* **Passage shown**
Frank Wilson is not primarily known as a singer. In fact, he only released one single. He is far better known as a songwriter and producer for Motown Records. But that one single he released is a Northern Soul classic, and one of the most sought after records among collectors.
Wilson was born in Houston, but by the time he was a teenager he was living in Los Angeles. That move would come to be fortuitous because when Berry Gordy asked producers Hal Davis and Marc Gordon to set up a west coast office for Motown, the producers invited Wilson to join their team. The first single that was released by the west coast Motown office was Patrice Holloway’s “Stevie,” which came out at the end of 1965. Wilson was one of the credited writers on the single.
Gordy must have been impressed because he invited Wilson to move to the the main office in Detroit, and that’s where Wilson found real success. He worked as a producer and writer for nearly all of the best known names at Motown. Just a few of the records Wilson was associated with include sides by the Supremes (“Love Child,” Up the Ladder to the Roof,” “Stoned Love”), Marvin Gaye (“Chained”), the Temptations (“All I Need”), Stevie Wonder (“Castles in the Sand”), the Four Tops (“Still Water”), Eddie Kendricks (“Keep on Truckin’,” “Boogie Down”), and Holloway (“You’ve Made Me So Very Happy”).
But before his songwriting and production efforts became in demand among the artists on the Motown roster, Wilson tried his hand at being a recording artist himself. He recorded his one single, “Do I Love You (Indeed I Do)” b/w “Sweeter as the Days Go By,” as a demo, and 250 copies were pressed. The record was scheduled for a December 23, 1965 release, but fate intervened. For one thing, Wilson really wanted to be a producer. For another, Gordy wasn’t so keen on Wilson’s vocal abilities, and he was even less interested in seeing his producers have success as recording artists.

* **Activities**
a: Answer these from the passage about Frank Wilson, one line each:
(i) In what city was Wilson born?
(ii) What was the first single released by Motown's west coast office?
(iii) How many copies of Wilson's demo single were pressed?
b: Please duplicate the passage about Frank Wilson, starting at the words "Frank Wilson is" and stopping after "on the single.".
c: Go on with the passage about Frank Wilson from the point where it stops.
The data after this has nothing to do with the passage about Frank Wilson.

* **Record excerpts**
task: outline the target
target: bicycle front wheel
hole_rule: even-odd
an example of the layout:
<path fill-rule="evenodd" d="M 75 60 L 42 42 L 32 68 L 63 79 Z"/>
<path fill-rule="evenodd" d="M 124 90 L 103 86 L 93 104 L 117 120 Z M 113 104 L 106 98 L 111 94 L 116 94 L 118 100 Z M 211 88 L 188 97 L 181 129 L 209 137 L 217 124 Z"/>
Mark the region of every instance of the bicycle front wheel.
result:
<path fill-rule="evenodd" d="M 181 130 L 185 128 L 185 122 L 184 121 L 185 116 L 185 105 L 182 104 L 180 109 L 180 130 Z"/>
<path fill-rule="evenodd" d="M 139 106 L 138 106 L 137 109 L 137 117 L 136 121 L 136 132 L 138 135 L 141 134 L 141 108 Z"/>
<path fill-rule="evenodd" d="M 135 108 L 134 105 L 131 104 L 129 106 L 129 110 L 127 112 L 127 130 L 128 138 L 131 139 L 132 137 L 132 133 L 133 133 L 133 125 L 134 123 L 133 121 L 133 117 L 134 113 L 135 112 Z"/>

...

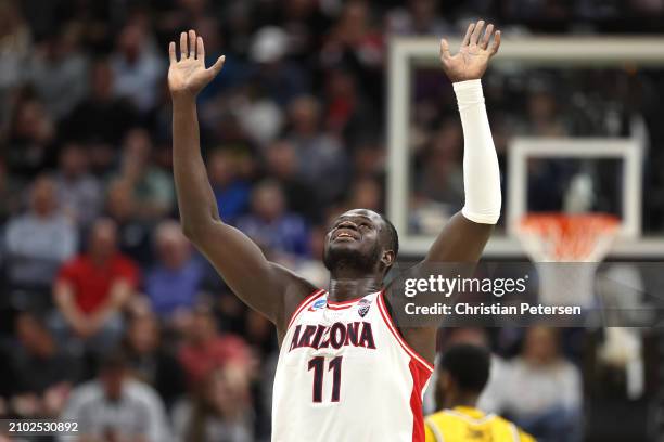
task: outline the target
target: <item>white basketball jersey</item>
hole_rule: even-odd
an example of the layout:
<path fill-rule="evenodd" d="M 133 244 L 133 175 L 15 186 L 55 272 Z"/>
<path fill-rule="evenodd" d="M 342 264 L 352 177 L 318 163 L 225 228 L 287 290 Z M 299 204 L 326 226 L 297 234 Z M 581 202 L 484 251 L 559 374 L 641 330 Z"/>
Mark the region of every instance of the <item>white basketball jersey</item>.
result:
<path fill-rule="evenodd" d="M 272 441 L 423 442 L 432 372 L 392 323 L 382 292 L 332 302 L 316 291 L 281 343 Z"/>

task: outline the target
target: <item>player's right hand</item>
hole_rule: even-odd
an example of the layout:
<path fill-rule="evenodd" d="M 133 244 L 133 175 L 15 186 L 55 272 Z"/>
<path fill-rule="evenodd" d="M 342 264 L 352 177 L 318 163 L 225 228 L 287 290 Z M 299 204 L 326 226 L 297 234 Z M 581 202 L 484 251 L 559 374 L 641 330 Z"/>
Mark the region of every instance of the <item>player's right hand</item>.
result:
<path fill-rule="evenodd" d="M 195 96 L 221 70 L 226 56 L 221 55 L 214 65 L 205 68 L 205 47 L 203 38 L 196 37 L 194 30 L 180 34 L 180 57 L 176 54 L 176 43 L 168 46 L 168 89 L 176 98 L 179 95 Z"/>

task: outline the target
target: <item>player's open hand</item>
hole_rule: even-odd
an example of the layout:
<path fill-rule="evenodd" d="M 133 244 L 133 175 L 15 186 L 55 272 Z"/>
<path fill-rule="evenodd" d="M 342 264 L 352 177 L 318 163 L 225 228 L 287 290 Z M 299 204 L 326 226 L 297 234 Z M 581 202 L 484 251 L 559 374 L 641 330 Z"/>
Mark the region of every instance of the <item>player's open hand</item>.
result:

* **Task responses**
a:
(i) Houston
(ii) Patrice Holloway's "Stevie"
(iii) 250

b:
Frank Wilson is not primarily known as a singer. In fact, he only released one single. He is far better known as a songwriter and producer for Motown Records. But that one single he released is a Northern Soul classic, and one of the most sought after records among collectors.
Wilson was born in Houston, but by the time he was a teenager he was living in Los Angeles. That move would come to be fortuitous because when Berry Gordy asked producers Hal Davis and Marc Gordon to set up a west coast office for Motown, the producers invited Wilson to join their team. The first single that was released by the west coast Motown office was Patrice Holloway’s “Stevie,” which came out at the end of 1965. Wilson was one of the credited writers on the single.

c:
As a result, the demos were destroyed. A few copies, perhaps as many as five, survived the destruction and that scarcity caused the record to become one of the singles most prized by avid crate diggers. The last time one was sold, in 2009, it fetched nearly $40,000. At Wigan Casino, the ground zero for England’s Northern Soul movement, the record was in constant rotation. That created so much demand that Motown (Tamla) finally released it in the UK in 1979.
On this side of the pond, “Do I Love You (Indeed I Do)” can be found on the The Complete Motown Singles, Volume 5: 1965.
Wilson left Motown in the ’70s, but continued his production work with artists like former Tower of Power singer Lennie Williams, ex-Fifth Dimension vocalists Marilyn McCoo & Billy Davis, Jr., and New Birth. He also started his own publishing companies that over a period of four years released approximately 40 records. By 1976, Wilson was done with the music business grind. He became an ordained minister, wrote a number of inspirational books, and kept his hand in music by producing gospel records. Frank Wilson passed away in 2012 after a long battle with cancer.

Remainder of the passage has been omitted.